(Saved entries)
%%

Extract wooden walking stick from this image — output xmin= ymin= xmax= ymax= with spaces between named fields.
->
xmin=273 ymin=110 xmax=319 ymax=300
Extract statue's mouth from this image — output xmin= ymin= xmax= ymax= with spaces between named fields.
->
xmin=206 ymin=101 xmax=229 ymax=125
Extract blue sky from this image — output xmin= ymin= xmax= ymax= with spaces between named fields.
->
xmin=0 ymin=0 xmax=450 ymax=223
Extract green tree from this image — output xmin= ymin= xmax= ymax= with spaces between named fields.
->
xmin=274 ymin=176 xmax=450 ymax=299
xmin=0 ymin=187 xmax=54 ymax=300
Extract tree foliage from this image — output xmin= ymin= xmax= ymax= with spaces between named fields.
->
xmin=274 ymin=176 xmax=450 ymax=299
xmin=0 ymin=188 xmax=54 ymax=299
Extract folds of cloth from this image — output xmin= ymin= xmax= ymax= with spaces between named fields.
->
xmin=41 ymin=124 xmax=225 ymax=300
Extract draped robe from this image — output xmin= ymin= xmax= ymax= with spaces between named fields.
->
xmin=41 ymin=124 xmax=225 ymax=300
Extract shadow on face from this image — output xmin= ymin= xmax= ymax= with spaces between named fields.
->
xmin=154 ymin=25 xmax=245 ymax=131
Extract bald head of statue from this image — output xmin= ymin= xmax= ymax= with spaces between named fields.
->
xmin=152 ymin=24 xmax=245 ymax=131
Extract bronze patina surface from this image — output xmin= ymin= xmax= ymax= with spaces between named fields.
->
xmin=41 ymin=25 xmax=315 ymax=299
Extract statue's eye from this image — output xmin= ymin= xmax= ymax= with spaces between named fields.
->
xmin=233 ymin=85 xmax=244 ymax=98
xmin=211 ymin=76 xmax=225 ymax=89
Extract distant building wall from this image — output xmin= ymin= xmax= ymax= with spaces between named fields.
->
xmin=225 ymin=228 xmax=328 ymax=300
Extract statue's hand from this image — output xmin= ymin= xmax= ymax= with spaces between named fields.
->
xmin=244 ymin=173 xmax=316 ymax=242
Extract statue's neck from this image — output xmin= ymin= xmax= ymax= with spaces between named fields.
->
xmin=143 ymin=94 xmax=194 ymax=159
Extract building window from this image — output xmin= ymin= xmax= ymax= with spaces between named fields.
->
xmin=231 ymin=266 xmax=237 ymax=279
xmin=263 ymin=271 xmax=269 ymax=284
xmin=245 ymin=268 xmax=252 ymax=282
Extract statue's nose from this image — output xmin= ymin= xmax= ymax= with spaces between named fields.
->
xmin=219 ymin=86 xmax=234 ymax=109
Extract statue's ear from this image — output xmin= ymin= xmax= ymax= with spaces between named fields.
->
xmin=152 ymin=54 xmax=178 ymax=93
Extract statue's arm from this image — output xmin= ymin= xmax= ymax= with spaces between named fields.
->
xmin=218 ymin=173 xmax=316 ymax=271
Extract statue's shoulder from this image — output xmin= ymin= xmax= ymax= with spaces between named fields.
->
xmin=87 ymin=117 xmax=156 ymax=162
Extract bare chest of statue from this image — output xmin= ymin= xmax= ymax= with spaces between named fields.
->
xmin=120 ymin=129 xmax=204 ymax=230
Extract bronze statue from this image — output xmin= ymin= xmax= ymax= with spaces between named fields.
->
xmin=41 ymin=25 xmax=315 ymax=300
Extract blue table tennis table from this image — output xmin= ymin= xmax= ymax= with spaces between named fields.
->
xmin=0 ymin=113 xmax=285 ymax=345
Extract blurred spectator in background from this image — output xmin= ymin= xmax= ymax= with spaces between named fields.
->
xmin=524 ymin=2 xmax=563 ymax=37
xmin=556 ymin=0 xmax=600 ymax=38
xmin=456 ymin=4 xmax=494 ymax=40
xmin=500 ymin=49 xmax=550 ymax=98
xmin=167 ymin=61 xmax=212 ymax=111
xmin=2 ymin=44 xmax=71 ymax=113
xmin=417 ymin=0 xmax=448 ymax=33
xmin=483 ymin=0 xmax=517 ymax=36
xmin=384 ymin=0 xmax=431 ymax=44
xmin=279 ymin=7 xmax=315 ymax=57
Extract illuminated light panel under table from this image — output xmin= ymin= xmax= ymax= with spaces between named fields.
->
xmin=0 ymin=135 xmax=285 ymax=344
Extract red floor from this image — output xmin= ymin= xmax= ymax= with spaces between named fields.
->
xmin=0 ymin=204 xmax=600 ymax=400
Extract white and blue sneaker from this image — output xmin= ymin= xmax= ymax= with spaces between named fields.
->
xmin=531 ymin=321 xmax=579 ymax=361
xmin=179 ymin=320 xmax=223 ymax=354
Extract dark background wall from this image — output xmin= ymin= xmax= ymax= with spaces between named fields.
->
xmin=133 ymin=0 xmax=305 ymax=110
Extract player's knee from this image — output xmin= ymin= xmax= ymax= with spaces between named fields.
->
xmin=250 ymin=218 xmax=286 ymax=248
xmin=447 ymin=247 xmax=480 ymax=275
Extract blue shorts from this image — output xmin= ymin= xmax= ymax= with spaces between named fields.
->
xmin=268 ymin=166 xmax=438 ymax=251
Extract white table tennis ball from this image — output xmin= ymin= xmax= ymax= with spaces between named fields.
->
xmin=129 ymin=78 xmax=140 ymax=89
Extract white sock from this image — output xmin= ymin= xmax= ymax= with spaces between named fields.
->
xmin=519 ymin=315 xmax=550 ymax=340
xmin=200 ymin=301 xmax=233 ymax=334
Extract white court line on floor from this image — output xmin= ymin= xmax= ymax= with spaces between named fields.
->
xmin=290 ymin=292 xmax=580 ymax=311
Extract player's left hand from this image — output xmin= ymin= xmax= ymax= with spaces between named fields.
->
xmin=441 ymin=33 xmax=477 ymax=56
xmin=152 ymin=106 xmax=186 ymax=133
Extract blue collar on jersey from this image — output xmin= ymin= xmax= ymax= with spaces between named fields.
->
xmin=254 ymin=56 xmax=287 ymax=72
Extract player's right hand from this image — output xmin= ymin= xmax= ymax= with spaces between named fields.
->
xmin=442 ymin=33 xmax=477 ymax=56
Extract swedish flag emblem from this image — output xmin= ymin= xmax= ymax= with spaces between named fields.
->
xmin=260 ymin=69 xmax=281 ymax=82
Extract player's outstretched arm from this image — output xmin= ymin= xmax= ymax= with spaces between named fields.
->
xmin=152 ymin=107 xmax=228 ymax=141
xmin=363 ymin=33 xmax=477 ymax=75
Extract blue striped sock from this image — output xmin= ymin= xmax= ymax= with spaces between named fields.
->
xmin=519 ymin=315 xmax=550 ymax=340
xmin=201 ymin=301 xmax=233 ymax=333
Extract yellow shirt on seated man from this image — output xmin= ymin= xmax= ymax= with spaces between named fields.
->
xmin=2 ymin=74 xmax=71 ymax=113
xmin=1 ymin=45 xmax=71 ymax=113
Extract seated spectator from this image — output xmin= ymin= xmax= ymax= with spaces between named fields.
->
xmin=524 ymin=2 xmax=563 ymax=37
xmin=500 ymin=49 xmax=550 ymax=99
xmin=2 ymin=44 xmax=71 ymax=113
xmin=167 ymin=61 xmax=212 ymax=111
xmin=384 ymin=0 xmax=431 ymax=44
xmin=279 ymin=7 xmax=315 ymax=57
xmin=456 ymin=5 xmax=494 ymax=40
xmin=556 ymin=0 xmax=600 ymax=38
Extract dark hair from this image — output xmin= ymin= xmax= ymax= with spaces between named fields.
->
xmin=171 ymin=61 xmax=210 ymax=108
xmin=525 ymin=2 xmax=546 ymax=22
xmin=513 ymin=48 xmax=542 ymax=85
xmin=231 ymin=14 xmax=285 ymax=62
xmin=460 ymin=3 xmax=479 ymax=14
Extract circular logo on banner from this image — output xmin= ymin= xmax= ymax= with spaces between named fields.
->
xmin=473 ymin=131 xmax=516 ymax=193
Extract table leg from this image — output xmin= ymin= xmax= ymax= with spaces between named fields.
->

%%

Retype the lines of the data exactly, beginning with the line that contains "Extract player's outstretched" and continuing through the line that contains "xmin=201 ymin=301 xmax=233 ymax=333", including both of those lines.

(COMPLETE RESPONSE)
Extract player's outstretched arm from this image — output xmin= ymin= xmax= ymax= with spaces between named fields.
->
xmin=152 ymin=107 xmax=228 ymax=141
xmin=363 ymin=33 xmax=477 ymax=75
Extract blue striped sock from this image — output xmin= ymin= xmax= ymax= with spaces between named fields.
->
xmin=519 ymin=315 xmax=550 ymax=340
xmin=201 ymin=301 xmax=233 ymax=333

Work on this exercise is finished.